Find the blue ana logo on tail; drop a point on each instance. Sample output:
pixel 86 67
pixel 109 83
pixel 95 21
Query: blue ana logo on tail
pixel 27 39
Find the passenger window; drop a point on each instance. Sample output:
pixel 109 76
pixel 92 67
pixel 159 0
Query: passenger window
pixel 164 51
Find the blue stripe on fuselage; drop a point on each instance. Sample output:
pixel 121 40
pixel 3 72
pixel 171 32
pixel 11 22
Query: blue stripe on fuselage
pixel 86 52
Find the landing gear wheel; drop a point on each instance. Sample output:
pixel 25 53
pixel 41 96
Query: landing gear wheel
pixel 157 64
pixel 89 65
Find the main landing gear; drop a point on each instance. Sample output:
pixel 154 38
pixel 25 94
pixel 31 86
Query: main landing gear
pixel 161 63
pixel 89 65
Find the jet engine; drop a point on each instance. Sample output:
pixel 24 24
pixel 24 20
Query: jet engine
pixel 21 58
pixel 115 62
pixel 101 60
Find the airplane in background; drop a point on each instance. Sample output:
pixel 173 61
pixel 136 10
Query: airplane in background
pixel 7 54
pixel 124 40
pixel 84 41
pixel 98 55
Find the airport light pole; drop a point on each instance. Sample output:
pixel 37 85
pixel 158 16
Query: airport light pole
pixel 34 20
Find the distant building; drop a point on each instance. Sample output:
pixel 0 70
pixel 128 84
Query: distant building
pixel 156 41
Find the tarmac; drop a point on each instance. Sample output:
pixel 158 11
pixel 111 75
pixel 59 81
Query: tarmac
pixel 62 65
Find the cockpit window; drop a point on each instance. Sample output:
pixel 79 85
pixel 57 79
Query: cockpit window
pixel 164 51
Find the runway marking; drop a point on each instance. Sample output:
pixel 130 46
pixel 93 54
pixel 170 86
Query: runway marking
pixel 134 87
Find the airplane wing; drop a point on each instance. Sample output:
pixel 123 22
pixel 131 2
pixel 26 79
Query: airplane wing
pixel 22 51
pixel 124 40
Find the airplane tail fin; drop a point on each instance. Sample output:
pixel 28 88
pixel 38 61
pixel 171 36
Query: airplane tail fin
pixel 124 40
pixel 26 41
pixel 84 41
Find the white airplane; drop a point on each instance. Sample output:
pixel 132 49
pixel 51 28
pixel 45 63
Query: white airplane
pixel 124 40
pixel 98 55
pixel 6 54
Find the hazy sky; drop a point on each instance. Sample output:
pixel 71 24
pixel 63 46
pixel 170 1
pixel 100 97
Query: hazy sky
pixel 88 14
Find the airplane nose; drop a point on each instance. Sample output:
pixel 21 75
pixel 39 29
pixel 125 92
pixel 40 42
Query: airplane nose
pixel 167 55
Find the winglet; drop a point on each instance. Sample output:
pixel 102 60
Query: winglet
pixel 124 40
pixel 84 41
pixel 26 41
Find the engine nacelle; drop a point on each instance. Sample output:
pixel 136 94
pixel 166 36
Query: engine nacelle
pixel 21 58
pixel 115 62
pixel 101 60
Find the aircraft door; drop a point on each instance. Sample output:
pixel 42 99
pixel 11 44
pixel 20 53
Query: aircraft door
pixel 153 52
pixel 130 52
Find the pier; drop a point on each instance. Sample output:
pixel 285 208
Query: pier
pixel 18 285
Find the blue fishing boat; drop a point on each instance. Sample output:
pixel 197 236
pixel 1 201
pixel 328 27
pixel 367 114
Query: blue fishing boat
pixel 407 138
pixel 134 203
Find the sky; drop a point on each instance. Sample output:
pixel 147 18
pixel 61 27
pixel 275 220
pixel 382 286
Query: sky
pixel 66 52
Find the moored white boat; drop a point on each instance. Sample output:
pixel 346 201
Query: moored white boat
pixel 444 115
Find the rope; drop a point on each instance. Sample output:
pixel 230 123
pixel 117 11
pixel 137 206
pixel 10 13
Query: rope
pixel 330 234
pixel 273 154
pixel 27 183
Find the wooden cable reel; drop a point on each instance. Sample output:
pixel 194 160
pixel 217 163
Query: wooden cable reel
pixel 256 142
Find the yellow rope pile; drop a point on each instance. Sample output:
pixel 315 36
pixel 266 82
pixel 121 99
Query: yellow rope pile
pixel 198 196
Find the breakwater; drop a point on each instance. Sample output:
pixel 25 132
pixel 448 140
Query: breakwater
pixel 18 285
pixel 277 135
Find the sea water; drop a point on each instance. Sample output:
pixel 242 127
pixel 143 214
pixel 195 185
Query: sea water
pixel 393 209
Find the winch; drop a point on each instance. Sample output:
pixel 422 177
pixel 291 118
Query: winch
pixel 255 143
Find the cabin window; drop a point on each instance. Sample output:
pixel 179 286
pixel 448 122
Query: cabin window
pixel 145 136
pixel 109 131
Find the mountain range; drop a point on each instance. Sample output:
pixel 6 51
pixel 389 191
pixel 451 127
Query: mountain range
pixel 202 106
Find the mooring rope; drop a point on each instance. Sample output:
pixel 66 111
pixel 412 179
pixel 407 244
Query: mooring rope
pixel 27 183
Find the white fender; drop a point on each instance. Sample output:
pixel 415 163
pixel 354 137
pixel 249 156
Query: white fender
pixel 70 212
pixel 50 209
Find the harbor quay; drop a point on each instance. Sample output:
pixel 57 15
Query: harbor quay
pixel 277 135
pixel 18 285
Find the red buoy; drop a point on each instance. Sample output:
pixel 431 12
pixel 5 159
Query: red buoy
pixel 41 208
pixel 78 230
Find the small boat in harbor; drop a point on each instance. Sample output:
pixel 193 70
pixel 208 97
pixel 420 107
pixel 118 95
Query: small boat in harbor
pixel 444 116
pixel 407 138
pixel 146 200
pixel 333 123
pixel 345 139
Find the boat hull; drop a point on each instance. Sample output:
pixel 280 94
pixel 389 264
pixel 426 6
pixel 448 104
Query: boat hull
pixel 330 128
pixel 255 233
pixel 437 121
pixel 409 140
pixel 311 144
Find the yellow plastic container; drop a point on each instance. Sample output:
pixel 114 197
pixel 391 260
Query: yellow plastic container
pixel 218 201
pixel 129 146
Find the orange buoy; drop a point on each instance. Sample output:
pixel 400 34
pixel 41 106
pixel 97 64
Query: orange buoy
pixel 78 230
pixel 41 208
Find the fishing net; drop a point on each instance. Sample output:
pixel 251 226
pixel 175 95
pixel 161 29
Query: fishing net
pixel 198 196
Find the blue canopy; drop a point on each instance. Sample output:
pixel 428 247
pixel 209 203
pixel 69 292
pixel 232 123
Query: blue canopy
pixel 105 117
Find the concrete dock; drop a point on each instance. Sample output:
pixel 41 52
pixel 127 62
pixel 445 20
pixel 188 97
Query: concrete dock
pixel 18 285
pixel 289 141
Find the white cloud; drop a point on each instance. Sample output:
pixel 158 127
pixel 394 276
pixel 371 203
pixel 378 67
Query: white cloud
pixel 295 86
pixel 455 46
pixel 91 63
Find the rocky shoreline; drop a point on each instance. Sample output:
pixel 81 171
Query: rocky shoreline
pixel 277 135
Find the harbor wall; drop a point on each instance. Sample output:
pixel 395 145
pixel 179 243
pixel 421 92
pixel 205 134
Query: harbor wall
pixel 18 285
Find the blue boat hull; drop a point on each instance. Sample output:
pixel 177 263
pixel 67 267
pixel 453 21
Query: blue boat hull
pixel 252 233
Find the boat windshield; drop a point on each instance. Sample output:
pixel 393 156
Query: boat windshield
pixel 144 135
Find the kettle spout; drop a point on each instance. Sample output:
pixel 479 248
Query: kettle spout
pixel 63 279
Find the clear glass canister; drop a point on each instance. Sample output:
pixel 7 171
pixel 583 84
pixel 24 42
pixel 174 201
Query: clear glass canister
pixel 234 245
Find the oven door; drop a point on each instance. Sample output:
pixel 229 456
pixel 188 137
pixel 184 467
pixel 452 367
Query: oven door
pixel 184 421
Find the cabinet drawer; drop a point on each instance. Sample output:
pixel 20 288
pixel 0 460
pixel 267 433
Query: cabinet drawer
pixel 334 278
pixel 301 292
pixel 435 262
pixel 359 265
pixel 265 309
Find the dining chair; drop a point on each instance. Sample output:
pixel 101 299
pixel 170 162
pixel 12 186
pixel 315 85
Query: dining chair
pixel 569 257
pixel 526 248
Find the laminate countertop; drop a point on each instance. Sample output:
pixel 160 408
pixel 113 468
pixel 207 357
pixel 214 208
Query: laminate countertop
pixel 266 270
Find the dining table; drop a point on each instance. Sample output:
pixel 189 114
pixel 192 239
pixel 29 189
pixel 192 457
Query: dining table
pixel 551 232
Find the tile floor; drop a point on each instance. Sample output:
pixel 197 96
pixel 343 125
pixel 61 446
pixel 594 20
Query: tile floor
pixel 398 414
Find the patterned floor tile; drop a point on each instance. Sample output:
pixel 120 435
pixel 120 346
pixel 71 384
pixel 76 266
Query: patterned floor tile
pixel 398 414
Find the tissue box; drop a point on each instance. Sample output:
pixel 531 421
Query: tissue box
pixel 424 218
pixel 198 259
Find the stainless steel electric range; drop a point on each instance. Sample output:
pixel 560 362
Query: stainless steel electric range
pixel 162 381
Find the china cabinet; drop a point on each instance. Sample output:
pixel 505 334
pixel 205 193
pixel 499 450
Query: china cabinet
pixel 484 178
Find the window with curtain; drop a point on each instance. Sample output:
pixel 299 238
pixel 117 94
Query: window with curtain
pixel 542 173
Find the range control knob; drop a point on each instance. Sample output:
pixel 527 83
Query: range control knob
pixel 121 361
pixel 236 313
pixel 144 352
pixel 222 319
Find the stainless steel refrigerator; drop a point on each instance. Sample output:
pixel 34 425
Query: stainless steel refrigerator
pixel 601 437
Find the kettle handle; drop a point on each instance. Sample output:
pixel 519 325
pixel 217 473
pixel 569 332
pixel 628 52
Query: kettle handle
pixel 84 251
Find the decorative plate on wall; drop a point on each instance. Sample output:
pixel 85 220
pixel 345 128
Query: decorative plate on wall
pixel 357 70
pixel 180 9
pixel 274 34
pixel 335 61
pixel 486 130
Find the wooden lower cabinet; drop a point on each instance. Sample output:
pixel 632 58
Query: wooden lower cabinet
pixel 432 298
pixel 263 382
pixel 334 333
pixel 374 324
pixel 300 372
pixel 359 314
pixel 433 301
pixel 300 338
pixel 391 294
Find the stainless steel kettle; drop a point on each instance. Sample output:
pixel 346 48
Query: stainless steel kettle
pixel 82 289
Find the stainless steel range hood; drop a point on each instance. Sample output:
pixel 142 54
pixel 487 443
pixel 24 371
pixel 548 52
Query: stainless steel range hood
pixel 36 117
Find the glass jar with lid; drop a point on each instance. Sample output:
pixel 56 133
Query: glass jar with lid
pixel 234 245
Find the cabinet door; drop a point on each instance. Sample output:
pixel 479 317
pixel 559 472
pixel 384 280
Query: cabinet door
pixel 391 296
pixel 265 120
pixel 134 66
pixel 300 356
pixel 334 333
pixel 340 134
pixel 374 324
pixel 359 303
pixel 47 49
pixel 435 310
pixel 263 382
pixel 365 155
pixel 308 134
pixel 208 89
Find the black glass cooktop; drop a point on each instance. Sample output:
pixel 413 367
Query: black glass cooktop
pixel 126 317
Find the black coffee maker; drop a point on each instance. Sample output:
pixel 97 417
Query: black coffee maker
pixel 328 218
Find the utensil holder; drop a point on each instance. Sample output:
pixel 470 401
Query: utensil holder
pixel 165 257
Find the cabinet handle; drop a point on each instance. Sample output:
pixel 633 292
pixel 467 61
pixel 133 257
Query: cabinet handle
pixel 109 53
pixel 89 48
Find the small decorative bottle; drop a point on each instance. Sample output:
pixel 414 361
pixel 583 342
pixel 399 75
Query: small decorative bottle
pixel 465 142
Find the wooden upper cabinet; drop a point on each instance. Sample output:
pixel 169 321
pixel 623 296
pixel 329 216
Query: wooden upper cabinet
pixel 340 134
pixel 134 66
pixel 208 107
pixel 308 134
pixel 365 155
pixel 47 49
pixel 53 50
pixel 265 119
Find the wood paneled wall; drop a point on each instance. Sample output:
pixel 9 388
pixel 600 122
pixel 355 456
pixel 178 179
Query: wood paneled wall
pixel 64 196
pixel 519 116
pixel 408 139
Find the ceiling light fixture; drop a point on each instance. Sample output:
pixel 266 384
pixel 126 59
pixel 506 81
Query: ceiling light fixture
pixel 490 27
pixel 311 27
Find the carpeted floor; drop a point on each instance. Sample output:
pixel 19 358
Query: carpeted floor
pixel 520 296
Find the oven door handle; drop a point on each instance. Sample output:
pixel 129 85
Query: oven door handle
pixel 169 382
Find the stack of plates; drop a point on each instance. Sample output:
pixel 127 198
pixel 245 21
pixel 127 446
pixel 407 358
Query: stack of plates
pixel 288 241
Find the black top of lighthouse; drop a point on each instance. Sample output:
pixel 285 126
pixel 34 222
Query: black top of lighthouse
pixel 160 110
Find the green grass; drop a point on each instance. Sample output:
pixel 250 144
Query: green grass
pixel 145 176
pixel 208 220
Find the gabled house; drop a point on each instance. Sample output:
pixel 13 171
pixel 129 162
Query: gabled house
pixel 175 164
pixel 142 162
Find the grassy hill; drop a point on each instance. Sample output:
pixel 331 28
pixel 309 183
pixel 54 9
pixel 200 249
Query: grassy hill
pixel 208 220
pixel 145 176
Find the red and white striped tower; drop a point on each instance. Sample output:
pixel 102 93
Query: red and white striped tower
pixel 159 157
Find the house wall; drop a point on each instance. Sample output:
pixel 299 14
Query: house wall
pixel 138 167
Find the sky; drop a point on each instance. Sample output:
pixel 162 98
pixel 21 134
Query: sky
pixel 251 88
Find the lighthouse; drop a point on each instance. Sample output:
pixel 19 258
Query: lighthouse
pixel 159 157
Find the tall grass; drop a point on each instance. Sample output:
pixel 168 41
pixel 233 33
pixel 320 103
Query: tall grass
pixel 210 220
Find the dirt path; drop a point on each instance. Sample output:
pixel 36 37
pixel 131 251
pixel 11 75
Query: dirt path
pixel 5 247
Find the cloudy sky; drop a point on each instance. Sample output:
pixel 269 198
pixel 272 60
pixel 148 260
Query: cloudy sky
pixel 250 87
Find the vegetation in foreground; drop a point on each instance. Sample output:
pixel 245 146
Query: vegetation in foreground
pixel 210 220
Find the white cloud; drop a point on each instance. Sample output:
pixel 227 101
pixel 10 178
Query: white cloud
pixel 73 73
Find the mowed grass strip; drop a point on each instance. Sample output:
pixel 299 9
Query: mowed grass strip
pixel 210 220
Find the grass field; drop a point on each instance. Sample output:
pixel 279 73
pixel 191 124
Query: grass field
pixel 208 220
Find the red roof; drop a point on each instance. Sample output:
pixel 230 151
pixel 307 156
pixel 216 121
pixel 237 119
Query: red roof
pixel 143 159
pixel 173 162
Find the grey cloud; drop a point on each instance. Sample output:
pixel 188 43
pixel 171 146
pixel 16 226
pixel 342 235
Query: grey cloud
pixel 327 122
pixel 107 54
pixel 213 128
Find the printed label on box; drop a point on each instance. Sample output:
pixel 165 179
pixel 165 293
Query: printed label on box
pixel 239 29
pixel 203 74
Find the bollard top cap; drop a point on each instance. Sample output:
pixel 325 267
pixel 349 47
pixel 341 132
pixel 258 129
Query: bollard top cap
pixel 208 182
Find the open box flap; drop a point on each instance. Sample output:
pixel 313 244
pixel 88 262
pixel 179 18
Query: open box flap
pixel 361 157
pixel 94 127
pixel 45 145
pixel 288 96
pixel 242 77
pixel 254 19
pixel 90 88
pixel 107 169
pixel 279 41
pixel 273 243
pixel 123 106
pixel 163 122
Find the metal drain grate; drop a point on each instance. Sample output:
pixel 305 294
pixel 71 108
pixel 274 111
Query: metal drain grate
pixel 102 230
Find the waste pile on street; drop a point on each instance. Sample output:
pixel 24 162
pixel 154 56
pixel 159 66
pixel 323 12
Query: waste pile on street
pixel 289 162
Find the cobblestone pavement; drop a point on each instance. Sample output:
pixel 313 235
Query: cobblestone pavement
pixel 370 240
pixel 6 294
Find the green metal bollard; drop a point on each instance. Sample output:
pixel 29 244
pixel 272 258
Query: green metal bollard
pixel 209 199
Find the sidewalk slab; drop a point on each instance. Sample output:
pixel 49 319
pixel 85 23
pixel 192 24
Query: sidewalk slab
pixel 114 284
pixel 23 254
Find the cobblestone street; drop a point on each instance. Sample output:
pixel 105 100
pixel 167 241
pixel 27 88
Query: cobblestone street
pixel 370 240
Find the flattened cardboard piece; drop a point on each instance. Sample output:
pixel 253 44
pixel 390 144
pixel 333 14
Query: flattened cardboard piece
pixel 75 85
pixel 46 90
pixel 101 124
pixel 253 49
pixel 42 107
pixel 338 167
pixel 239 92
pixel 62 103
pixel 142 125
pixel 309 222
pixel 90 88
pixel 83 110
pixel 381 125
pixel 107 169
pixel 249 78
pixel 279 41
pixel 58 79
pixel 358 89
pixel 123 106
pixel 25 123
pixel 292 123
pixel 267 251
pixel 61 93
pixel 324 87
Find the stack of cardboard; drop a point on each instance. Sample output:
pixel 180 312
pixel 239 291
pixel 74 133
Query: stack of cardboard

..........

### EXERCISE DESCRIPTION
Please give the records between the lines holding "Find the tall" and "pixel 5 247", inclusive, as a JSON list of strings with one string per line and blank lines left out.

### TASK SOLUTION
[
  "Find the tall grass; drop a point on each instance. Sample output:",
  "pixel 168 41",
  "pixel 233 33",
  "pixel 320 103",
  "Query: tall grass",
  "pixel 210 220",
  "Find the dirt path; drop a point on each instance. Sample output:",
  "pixel 36 37",
  "pixel 131 251",
  "pixel 11 75",
  "Query: dirt path",
  "pixel 5 247"
]